▸ Problem details
Count the lines of the items below that contain the string "dark", with case counting. Reply with the number alone.

Items from a data source:
....

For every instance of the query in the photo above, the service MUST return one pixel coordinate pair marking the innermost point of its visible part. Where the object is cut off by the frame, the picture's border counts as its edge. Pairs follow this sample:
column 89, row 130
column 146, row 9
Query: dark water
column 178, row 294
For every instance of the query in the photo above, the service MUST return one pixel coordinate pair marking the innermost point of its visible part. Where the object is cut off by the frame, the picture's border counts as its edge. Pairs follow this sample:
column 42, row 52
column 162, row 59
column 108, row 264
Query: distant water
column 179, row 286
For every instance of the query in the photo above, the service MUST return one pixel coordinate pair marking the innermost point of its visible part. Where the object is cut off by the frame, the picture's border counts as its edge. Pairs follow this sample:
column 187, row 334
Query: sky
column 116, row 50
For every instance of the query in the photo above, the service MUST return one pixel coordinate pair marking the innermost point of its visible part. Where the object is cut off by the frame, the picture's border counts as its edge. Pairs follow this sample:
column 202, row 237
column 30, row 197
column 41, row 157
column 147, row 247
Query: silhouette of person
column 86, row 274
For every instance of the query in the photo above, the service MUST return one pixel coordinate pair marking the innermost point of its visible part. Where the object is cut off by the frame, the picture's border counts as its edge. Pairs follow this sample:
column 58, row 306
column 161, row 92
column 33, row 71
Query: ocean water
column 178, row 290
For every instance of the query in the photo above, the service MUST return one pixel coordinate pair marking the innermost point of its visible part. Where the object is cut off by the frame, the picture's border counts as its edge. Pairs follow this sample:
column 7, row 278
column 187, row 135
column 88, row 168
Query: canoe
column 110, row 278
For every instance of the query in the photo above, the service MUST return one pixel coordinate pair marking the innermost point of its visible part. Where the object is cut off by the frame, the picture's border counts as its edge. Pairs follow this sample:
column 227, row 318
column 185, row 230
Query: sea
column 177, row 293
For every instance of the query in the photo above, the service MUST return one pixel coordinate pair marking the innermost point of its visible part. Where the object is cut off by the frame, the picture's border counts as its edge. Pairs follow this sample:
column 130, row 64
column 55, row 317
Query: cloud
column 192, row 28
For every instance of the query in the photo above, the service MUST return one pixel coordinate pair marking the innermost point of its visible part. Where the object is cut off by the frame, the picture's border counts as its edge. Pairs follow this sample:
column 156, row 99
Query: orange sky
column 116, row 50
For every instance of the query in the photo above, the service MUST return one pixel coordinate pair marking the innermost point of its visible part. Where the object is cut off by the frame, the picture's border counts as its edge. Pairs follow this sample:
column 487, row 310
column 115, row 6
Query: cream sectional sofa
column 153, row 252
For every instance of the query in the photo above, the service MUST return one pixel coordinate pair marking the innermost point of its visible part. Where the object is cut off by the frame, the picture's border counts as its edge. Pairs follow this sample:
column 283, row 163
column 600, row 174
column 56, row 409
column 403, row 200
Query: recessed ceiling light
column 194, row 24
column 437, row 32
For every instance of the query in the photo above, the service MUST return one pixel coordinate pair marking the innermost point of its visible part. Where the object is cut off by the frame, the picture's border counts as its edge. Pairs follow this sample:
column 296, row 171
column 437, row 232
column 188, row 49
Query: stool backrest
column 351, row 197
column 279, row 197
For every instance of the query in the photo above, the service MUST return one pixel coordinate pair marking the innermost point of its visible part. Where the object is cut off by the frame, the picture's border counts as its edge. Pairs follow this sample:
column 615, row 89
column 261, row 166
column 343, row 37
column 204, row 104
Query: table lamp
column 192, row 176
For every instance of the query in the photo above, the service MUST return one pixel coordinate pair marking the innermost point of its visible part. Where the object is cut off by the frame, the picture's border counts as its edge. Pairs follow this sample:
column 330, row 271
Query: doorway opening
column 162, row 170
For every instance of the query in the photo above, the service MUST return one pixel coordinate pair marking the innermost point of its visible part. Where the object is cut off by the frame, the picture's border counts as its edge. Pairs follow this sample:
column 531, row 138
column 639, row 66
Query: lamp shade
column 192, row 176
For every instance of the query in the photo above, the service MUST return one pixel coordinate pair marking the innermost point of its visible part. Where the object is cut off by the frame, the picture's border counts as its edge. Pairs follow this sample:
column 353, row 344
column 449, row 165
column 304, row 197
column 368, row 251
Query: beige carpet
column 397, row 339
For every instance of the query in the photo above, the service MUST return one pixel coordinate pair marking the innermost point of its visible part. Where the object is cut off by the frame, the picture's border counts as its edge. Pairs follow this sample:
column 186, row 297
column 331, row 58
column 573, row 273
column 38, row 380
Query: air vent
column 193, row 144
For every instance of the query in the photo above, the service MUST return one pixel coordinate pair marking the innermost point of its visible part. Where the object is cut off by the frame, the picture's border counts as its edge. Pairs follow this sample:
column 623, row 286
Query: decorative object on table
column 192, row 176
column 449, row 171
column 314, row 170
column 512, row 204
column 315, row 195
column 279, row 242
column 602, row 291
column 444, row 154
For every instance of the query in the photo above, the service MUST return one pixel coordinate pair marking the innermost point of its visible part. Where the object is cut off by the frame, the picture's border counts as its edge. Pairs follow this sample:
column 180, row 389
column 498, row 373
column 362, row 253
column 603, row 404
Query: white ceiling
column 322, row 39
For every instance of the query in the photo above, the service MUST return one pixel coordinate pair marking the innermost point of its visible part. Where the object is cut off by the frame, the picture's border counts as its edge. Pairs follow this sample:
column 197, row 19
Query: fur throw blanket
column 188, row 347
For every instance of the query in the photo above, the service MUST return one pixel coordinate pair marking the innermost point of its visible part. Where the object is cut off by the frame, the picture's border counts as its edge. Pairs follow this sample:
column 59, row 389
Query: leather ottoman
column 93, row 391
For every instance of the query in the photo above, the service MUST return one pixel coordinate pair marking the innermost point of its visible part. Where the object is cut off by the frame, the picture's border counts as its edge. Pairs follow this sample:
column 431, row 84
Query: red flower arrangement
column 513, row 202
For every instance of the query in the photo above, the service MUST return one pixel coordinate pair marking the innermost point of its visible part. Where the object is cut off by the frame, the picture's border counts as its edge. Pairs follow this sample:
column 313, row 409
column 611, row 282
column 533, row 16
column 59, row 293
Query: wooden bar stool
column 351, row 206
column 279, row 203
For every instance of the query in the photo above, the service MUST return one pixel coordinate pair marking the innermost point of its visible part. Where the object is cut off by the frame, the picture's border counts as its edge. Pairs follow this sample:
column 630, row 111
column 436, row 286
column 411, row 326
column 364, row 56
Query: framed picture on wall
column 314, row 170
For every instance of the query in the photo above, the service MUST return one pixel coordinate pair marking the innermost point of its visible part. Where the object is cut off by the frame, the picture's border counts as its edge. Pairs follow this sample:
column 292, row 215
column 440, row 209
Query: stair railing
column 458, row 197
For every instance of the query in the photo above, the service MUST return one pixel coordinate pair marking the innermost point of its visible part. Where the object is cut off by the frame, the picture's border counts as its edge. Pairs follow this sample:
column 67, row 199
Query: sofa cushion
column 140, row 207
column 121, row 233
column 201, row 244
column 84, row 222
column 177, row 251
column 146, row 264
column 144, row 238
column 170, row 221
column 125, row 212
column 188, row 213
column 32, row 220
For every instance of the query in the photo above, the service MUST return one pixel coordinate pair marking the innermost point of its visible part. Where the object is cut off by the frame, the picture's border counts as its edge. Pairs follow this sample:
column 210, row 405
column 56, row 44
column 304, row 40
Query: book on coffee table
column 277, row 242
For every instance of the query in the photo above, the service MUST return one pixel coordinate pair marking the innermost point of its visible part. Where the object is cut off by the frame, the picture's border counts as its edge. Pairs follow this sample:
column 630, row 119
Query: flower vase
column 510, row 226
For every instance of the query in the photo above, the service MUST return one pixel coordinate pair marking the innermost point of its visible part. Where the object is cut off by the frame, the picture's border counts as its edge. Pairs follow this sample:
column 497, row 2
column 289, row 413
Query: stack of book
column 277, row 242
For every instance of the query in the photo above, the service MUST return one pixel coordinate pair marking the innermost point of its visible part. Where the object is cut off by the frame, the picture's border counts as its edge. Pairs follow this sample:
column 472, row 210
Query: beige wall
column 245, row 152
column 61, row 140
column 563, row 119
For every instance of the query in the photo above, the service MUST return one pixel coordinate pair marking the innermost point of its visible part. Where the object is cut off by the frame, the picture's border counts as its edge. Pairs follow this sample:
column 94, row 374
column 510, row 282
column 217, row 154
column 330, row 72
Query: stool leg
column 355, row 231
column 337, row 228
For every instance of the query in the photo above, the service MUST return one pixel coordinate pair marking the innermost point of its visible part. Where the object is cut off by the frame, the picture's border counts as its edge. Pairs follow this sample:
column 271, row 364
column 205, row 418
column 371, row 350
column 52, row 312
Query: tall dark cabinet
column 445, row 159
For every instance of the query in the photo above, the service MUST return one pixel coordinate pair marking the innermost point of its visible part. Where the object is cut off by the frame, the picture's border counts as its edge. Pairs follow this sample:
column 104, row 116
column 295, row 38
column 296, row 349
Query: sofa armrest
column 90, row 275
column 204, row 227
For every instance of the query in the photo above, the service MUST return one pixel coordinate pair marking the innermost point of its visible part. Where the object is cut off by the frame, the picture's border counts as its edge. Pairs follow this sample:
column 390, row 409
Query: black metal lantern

....

▸ Exercise response
2